____ ARTICLE
I will deal with each of these issues though I will postpone expressing views on the first issue which relates to the other count until the end of this judgment. Starting therefore with the issue of delay and in particular the issue of blameworthiness for that delay, I find myself in broad agreement with the views of the learned trial judge. O’Neill J. made the following observation which is particularly relevant to this particular case:

          “In the course of any prosecution a variety of diverse circumstances will arise which will require varying degrees of time to be dealt with. The first period of complaint relates to time lapse between the appellant being charged with the offence and the service of the book of evidence. This period ran from the 23rd February, 1999 to the 5th October, 1999.”
________
EXERCISE A
For the judgment excerpt above, decide whether each statement agrees with it, answering yes or no and quoting the deciding words: (i) The writer broadly agrees with the trial judge on blameworthiness for the delay. (ii) The writer gives views on the first issue at the start of the judgment. (iii) The first period of complaint ran from the 23rd February, 1999 to the 5th October, 1999.
EXERCISE B
In the judgment excerpt above, what time lapse does the first period of complaint relate to?
____ STORED DATA
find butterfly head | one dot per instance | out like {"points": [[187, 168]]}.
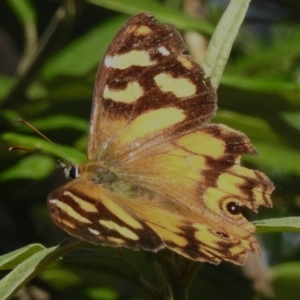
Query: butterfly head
{"points": [[70, 170]]}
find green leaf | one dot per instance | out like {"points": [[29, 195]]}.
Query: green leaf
{"points": [[42, 146], [6, 84], [222, 40], [33, 167], [97, 263], [276, 157], [24, 11], [292, 118], [30, 267], [290, 224], [59, 122], [285, 280], [11, 260], [160, 11], [83, 55], [253, 127], [261, 84]]}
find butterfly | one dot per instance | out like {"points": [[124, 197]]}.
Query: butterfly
{"points": [[158, 173]]}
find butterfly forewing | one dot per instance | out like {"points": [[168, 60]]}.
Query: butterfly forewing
{"points": [[147, 91], [158, 173]]}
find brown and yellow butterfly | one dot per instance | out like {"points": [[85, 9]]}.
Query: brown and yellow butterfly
{"points": [[159, 175]]}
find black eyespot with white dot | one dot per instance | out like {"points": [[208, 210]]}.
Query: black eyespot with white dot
{"points": [[222, 234], [233, 208], [73, 173]]}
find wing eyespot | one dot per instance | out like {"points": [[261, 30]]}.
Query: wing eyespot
{"points": [[233, 208]]}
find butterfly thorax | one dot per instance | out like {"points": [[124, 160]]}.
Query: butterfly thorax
{"points": [[91, 171]]}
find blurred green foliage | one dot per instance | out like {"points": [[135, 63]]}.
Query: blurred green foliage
{"points": [[47, 76]]}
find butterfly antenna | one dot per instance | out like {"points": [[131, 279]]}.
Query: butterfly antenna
{"points": [[46, 138]]}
________
COMPLETE ANSWER A
(i) Yes: "I find myself in broad agreement with the views of the learned trial judge."
(ii) No: "I will postpone expressing views on the first issue which relates to the other count until the end of this judgment."
(iii) Yes: "This period ran from the 23rd February, 1999 to the 5th October, 1999."

COMPLETE ANSWER B
It relates to the time lapse between the appellant being charged with the offence and the service of the book of evidence.